▶ Material for this task
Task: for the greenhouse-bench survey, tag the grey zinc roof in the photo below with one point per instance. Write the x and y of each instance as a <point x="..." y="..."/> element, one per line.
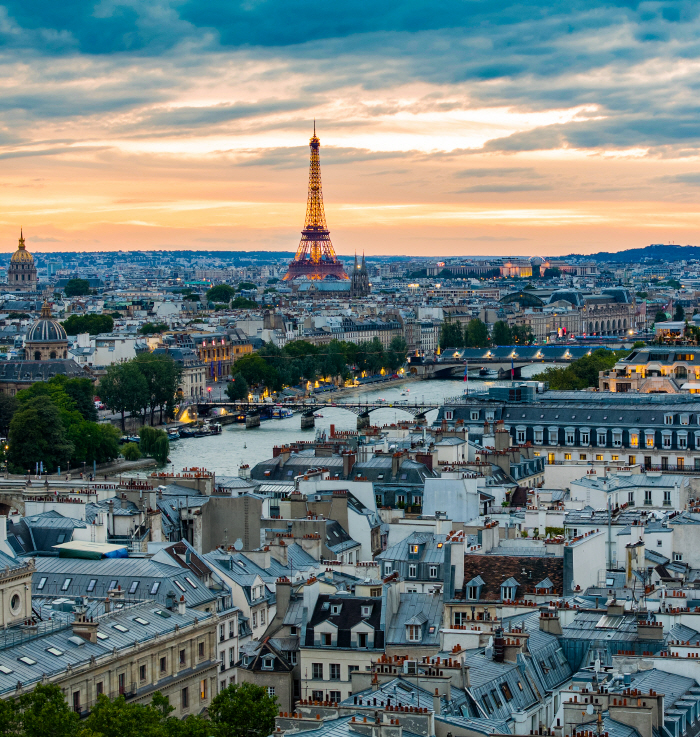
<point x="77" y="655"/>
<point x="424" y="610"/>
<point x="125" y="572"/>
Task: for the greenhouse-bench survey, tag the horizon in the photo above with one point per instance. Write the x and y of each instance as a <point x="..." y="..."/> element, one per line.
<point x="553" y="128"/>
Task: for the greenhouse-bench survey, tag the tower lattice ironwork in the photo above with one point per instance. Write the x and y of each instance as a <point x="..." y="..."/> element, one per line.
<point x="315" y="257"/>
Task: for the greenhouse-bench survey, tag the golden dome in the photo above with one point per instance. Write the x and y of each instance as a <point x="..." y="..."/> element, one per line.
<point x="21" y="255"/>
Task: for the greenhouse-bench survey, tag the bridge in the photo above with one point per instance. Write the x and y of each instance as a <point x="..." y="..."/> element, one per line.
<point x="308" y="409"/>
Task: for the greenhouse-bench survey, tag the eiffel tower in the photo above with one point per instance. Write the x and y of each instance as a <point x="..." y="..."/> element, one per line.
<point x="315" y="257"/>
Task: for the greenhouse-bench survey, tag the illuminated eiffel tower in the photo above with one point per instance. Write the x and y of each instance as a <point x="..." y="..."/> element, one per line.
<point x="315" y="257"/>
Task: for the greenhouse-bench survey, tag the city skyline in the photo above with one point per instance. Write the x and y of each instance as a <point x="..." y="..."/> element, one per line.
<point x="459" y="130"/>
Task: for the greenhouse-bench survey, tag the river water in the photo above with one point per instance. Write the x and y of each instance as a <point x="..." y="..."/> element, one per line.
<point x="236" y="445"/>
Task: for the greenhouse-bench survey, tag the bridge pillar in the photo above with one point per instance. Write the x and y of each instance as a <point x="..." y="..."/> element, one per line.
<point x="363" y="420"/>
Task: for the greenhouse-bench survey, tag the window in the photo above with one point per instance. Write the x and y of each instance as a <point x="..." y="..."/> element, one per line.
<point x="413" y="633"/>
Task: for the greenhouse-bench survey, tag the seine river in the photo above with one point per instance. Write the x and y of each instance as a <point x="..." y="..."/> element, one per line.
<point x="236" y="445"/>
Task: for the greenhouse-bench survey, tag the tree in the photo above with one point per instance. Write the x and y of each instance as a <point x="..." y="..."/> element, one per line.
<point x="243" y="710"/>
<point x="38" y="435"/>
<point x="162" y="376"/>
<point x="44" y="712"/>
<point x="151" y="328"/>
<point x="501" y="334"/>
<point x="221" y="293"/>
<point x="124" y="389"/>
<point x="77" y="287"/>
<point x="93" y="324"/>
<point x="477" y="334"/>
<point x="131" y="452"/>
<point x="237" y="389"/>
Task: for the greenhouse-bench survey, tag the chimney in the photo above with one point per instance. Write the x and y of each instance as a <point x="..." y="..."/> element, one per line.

▶ Required task
Transcribe the preceding listing in its entirety and with exact wording, leaving out pictures.

▶ Solution to this task
Task: for the greenhouse-bench survey, tag the grey zinc roof in the photo below with one point per instance. Write the x and y of each instance as a <point x="..." y="..."/> element, one per line.
<point x="77" y="655"/>
<point x="424" y="610"/>
<point x="125" y="572"/>
Task: for the greenhouse-bench survey, tag the horizon in the photo above with one point per instance. Write the x and y of each instance as a <point x="..." y="..."/> element, one per line.
<point x="553" y="128"/>
Task: for the greenhouse-bench survey, tag the tower lattice ironwork in the photo above with one point per instance. Write the x and y of each instance as a <point x="..." y="..."/> element, one per line.
<point x="315" y="257"/>
Task: for the greenhouse-bench survey, tag the golden dome in the photo above with one point per instance. Write the x and y of each instance as a <point x="..." y="..."/> element, one per line.
<point x="21" y="255"/>
Task: for the greenhouse-bench survey, tag the bridge in the photo above with one point per instance. Write the x and y of each instance as a <point x="..." y="..."/> element, one per line.
<point x="308" y="409"/>
Task: for the greenhouse-bench survey, tag the eiffel tower in the photo above with one point per instance. Write the x and y of each instance as a <point x="..." y="..."/> element, one per line.
<point x="315" y="257"/>
Task: for the greenhouse-bench survey, tag the illuminated eiffel tower in the photo above with one point per instance. Write the x and y of each instance as a <point x="..." y="..."/> element, one per line.
<point x="315" y="257"/>
Task: for the greenhouse-bench survey, tag the city skyline in the photo above with one point per instance. Write the x and y of each instance as a <point x="..." y="..."/> element, one per line.
<point x="459" y="130"/>
Task: for the greenhouse-bench survey, tag the river water in the photo above with one point per instance. Write the x and y of each instance as a <point x="..." y="..."/> element, one per line.
<point x="236" y="445"/>
Task: for the greenhouse-bench survey, tag the bridge pillar in the photo above with one point per instance. Write the x and y of each instance as a <point x="..." y="..."/> element, one per line.
<point x="363" y="420"/>
Task: for the greenhouse-bench survey, tag the window in the photo above with one point per instance. Write the x and y of each instance as a <point x="..." y="..."/> element, one per line.
<point x="413" y="633"/>
Task: for the greenhouse-bench survey, tag the seine river in the photo above with one point per instance. Write the x and y of each instance as a <point x="..." y="..."/> element, one per line.
<point x="236" y="445"/>
Task: for the greenhouse-bench survey, tag the tree in the photo above with one point per instance. Write the x and y of each instance as a <point x="..." y="..."/> element, one per line.
<point x="243" y="710"/>
<point x="38" y="435"/>
<point x="162" y="376"/>
<point x="44" y="712"/>
<point x="151" y="328"/>
<point x="501" y="334"/>
<point x="221" y="293"/>
<point x="124" y="389"/>
<point x="77" y="287"/>
<point x="93" y="324"/>
<point x="477" y="334"/>
<point x="131" y="452"/>
<point x="237" y="389"/>
Task: for the greenhouse-bench survey, tag the chimney in the photo above with one point per instance. Write the x and y of each instance as a <point x="..." y="..."/> element, one per line.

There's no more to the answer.